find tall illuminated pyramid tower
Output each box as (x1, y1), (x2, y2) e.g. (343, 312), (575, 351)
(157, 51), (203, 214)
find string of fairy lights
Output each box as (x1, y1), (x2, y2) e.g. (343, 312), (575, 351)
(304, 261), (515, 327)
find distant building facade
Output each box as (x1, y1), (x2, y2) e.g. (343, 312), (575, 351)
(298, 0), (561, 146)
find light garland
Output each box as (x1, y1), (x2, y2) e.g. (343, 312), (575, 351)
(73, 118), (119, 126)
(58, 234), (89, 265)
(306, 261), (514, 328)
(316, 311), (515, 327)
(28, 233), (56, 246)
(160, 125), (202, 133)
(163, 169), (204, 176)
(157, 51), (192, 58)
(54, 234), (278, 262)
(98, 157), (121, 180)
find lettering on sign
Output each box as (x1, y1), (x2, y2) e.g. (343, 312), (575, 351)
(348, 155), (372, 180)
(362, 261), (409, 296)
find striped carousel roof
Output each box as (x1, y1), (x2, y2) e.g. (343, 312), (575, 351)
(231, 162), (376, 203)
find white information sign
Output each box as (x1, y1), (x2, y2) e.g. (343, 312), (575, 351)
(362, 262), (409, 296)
+===+
### ASSIGNMENT
Each line above should be copied exactly, with no line missing.

### EXERCISE SOLUTION
find tall illuminated pyramid tower
Output each box as (x1, y1), (x2, y2) e.g. (343, 312), (575, 351)
(157, 51), (203, 214)
find string of fairy lights
Output each box as (x1, y1), (x2, y2) e.g. (343, 312), (575, 351)
(304, 261), (515, 327)
find distant building facade
Output each box as (x1, y1), (x2, y2) e.g. (343, 312), (575, 351)
(298, 0), (561, 146)
find light garland
Output each box as (x1, y1), (x2, y2) e.g. (343, 312), (575, 351)
(73, 118), (119, 126)
(58, 234), (89, 265)
(306, 261), (514, 328)
(316, 311), (515, 327)
(28, 233), (56, 246)
(160, 125), (202, 133)
(163, 169), (204, 176)
(157, 51), (192, 58)
(54, 234), (278, 262)
(98, 157), (121, 180)
find lettering on sign
Output each box as (x1, y1), (x2, y2) e.g. (343, 312), (575, 351)
(348, 155), (372, 180)
(362, 261), (409, 296)
find striped carousel roof
Output each box as (x1, y1), (x2, y2) e.g. (343, 312), (575, 351)
(231, 162), (376, 203)
find white information sign
Output each box as (x1, y1), (x2, y2) e.g. (343, 312), (575, 351)
(362, 262), (409, 296)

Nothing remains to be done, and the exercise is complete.